**Texte:**
___
Rioufol, 9 septembre

Le bloc-notes d'Ivan Rioufol

irioufol@lefigaro.fr - [09 septembre 2005]

Les plaies de la France

C'est entendu, George W. Bush ne s'est pas montré à la hauteur de la situation en Louisiane. L'Administration républicaine n'a pas su faire face aux urgences créées par le cyclone qui a ravagé La Nouvelle-Orléans. Et il est exact que les dévastations de Katrina «ont mis cruellement en lumière les plaies de l'Amérique, ghettoïsation, pauvreté, criminalité, tensions raciales et territoriales» (1). En France, les contempteurs se sont précipités pour accabler le «modèle américain» et le président néoconservateur. Mais ont-ils regardé l'état de leur propre pays ?

Ceux qui s'indignent de la fracture raciale révélée par cette apocalypse – qui a meurtri une population noire et déshéritée – sont les mêmes qui refusent d'admettre que la France risque de se perdre, à cause d'une immigration incontrôlée et d'une insouciance collective. Le tiers-monde, mis à nu dans ces régions du Sud, existe dans des cités françaises et des quartiers de Paris. Et l'indifférence devant ces corps échoués ne peut faire oublier les 15 000 personnes âgées, mortes d'avoir été abandonnées lors de la canicule de 2003.

Aux Américains de tirer le bilan de leurs déficiences. Cependant, il est indécent de laisser entendre, par cette jubilation à décrire une superpuissance humiliée, que la France se serait sortie autrement d'un scénario d'une telle violence. Certes, la compassion aurait été prestement mise en scène (ministres sur le terrain, cellules de soutien psychologiques, communiqués de solidarité). Mais nous partageons les mêmes plaies : ghettoïsation, pauvreté, criminalité, tensions raciales et territoriales. Notre faiblesse est de feindre de l'ignorer.

Choc des images, samedi : tandis que les télévisions montraient des Noirs américains protestant contre l'inefficacité des autorités, des milliers de manifestants d'origine africaine défilaient dans les rues de Paris pour réclamer des logements décents. Plus régulièrement, les faits divers se chargent de rappeler (dernièrement avec l'incendie – 17 morts – d'une tour à L'Haÿ-les-Roses, allumé par quatre jeunes filles désoeuvrées) l'état d'abandon, d'insécurité, voire d'insurrection, de certaines banlieues.

Les beaux esprits, qui réclament la «transparence» concernant l'accident vasculaire cérébral dont a été victime le président de la République, se gardent d'une même exigence s'agissant de la France malade. Ils sont les premiers à applaudir, au contraire, aux tours de passe-passe, trompe-l'oeil et autres duperies destinés à faire gober que les banlieues sont calmes, que l'école remplit sa mission, que la cohésion sociale est acquise, le modèle français opérant, le déclin une lubie, et tutti quanti.

Exemple d'une supercherie : cette réflexion de Jack Lang, entendue dimanche chez Ardisson (France 2) : «Il est une vérité que l'on cache aux Français : le pourcentage d'immigrés en France est le plus faible d'Europe.» Littéralement, le candidat à l'Elysée n'a pas tort : le pays compte, depuis 1975, environ 6% d'étrangers. Mais ce que Lang ne dit pas, c'est que les immigrés – il en arrive 300 000 par an – ne sont évidemment plus comptabilisés comme tels dès lors qu'ils ont obtenu la nationalité française. A quoi bon ce jeu de bonneteau ?
___
**Enregistrements affichés:**
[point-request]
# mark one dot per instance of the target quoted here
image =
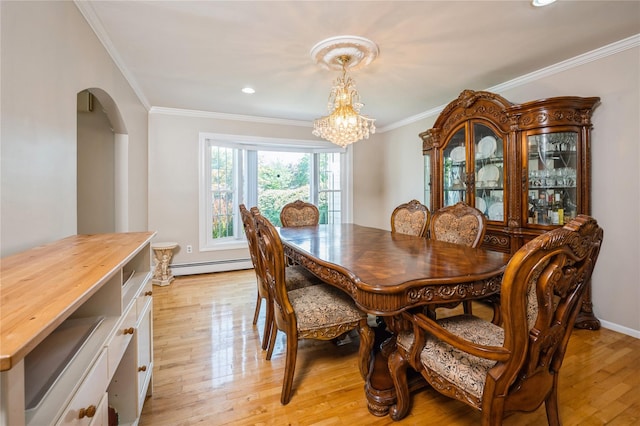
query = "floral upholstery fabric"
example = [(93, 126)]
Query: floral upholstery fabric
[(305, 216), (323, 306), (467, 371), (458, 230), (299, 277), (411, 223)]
___
**Tâches à réaliser:**
1 - Déplacez de 146 chaque coordonnée des points donnés en réponse, puis réécrivez toutes les lignes des enregistrements, requêtes comprises, en laissant les images de côté. Les coordonnées figurant dans les requêtes restent inchangées.
2 - Reprenez le texte sur les plaies de la France à la suite de sa dernière phrase et poursuivez-le.

**Les réponses:**
1 -
[point-request]
# mark one dot per instance of the target quoted here
image =
query = "floral upholstery fabric"
example = [(93, 126)]
Query: floral upholstery fabric
[(451, 362), (469, 452), (613, 517), (604, 376), (445, 423), (557, 369)]

2 -
En attendant la «rupture»

La morale, dont se réclament les «consciences», exige la vérité. Elle est ridiculisée lorsque des démographes ou des politiques soutiennent, contre l'évidence mais sans être contredits, qu'il n'y a pas d'immigration de masse en France (2) ou que des médias assurent, sur la foi de commentaires orientés, que l'intégration ne rencontre pas de difficultés. Ce n'est pas succomber à la «société de la peur» (3) – il serait plus utile de dénoncer la «société du mensonge» – que de demander aux vigies qu'elles cessent de voir ce qu'elles croient pour qu'enfin elles croient ce qu'elles voient.

A ce propos, il me faut revenir sur l'enquête du Centre d'étude de la vie politique française (Cevipof) sur les Français musulmans, évoquée la semaine dernière. C'est par erreur que j'ai écrit – citant un journal du soir – que seul un tiers des sondés désapprouvent la phrase : «Un musulman doit suivre les principes coraniques, même s'ils s'opposent à la loi française.» En fait, ils ne sont qu'un tiers à l'approuver. Mais le questionnaire fait apparaître que 42,5% se sont abstenus de donner un avis. Ce qui n'illustre pas l'élan décrit vers la francité.

Les nombreux soutiens que j'ai reçus cette semaine suite au «Bloc-Notes» sur la crise existentielle que connaît la France, illustrent combien la question nationale est au coeur des préoccupations. L'émergence de ce thème s'accompagne d'ailleurs d'une redécouverte des religions, dont 78% des Français pensent qu'elles constituent un besoin essentiel de l'homme, selon un sondage révélé mercredi par Le Monde des religions. Ces préoccupations identitaires, parfaitement respectables, viennent contredire le discours dominant, tout à l'éloge du mélangisme.

Aussi est-il navrant de constater que la droite parlementaire, si soucieuse du qu'en-dira-t-on, n'arrive toujours pas à se saisir de ce sujet qui lui revient. Quand Nicolas Sarkozy, dimanche à La Baule, fait devant l'UMP l'inventaire de trente ans de crises (politique, sociale, économique) à ne plus «minimiser» en se gardant d'évoquer la crise identitaire à l'origine du 21 avril 2002 (Le Pen au second tour de la présidentielle) et du 29 mai 2005 (rejet de la Constitution européenne), sa politique de «rupture» perd en audace.

La «droite aux yeux crevés» (François Mauriac) ne peut continuer à se laisser déposséder par le Front national de tout ce qui a trait à la nation et à sa protection. Le choix du FN d'un repliement nationaliste justifie de le combattre sur ce terrain sans issue : la France ne peut vivre dans une société figée et fermée. Mais il faut en finir avec l'enfantillage consistant à rétorquer blanc quand le FN dit noir, au prétexte de s'offrir à bon compte une respectabilité «citoyenne». Cette pensée mimétique interdit à la droite d'être elle-même.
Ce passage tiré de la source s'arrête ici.